== STATED GOAL ==
Collect each line in the items below that has the word "leafy" in it, with case counting.

== RECORDS TO USE ==
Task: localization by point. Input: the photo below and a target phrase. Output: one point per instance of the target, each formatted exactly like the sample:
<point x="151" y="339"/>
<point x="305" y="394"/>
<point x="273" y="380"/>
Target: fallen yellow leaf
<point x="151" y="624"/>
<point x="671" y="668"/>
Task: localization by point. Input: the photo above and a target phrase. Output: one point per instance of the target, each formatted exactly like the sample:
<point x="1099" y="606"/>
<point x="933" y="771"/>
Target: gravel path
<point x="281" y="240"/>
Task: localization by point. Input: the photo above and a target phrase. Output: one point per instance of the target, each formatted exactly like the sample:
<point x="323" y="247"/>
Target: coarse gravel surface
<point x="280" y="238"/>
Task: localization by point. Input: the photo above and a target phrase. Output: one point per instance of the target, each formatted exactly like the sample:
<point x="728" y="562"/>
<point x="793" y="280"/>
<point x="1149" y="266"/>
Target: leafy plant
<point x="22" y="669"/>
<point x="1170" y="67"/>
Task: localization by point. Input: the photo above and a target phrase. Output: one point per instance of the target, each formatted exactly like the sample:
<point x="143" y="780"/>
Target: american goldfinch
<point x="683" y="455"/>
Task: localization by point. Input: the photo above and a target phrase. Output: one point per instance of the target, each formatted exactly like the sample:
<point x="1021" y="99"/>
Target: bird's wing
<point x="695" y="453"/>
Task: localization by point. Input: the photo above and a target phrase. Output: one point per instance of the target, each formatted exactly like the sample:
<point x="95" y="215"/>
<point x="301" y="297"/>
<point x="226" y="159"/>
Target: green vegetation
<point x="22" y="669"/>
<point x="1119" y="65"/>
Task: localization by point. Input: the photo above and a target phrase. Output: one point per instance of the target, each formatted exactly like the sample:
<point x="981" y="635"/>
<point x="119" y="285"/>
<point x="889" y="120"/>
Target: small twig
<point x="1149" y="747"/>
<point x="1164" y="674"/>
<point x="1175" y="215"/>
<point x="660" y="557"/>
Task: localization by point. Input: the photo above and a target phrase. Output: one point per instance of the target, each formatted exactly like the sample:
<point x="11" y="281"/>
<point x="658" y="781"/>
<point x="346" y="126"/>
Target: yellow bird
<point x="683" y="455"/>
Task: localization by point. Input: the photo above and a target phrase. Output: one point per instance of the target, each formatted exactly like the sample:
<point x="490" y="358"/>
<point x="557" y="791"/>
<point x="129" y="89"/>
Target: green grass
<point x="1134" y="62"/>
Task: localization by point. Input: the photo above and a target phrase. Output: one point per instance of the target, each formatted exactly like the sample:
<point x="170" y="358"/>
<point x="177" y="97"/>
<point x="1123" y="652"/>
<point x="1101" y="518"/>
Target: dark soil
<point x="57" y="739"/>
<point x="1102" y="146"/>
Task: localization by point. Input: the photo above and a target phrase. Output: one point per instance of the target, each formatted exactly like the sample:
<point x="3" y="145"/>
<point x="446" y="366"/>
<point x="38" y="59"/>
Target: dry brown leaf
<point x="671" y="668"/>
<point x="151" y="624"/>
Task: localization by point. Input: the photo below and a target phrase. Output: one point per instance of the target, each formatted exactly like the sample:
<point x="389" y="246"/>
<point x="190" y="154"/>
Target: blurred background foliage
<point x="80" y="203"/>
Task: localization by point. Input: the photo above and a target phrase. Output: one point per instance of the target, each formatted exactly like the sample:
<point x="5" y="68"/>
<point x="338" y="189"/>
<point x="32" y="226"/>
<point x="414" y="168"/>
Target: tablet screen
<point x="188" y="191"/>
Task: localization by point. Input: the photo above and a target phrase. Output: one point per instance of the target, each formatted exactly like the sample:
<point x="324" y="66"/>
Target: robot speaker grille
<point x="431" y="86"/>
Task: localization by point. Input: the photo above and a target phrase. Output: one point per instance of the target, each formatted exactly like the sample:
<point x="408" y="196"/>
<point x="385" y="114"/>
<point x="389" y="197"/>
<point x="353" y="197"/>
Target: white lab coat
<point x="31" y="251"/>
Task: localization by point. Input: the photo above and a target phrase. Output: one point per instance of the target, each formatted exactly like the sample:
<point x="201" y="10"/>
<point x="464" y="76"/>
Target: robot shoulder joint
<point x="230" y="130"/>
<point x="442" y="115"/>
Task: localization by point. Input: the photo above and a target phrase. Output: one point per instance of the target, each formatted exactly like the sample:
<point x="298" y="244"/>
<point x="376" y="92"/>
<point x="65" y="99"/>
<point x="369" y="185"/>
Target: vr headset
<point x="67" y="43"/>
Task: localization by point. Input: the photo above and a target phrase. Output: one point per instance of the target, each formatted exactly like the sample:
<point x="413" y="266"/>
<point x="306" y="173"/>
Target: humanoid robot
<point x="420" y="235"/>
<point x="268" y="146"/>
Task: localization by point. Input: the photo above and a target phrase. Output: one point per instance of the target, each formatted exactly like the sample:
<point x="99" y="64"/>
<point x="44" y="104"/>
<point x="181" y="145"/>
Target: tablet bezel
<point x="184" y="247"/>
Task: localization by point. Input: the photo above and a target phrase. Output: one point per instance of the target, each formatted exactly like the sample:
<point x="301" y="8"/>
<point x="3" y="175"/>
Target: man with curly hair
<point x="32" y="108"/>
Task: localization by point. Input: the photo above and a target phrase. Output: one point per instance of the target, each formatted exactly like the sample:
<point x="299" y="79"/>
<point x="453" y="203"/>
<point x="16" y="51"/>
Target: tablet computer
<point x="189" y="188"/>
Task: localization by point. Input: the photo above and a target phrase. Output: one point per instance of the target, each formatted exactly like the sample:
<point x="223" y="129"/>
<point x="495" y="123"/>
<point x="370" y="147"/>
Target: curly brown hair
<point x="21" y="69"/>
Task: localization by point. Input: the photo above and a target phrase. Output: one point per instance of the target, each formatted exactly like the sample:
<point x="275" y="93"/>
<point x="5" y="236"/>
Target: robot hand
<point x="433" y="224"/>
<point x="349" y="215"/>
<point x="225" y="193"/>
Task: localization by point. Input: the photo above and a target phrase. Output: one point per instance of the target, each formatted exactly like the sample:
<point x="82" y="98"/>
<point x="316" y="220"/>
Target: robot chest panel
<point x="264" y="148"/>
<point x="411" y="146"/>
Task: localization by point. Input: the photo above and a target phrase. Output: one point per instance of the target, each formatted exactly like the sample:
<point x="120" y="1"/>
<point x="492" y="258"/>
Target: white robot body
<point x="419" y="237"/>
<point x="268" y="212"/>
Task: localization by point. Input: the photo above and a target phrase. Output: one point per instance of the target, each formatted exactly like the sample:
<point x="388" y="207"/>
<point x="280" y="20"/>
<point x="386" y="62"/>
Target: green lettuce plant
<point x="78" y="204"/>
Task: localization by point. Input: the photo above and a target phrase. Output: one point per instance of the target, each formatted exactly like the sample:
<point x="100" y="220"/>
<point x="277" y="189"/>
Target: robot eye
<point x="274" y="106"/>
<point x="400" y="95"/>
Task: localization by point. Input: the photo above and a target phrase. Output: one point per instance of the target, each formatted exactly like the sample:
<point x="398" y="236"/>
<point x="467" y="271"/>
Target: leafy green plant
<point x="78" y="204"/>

== PROBLEM SOLUTION ==
Target: leafy plant
Target: leafy green plant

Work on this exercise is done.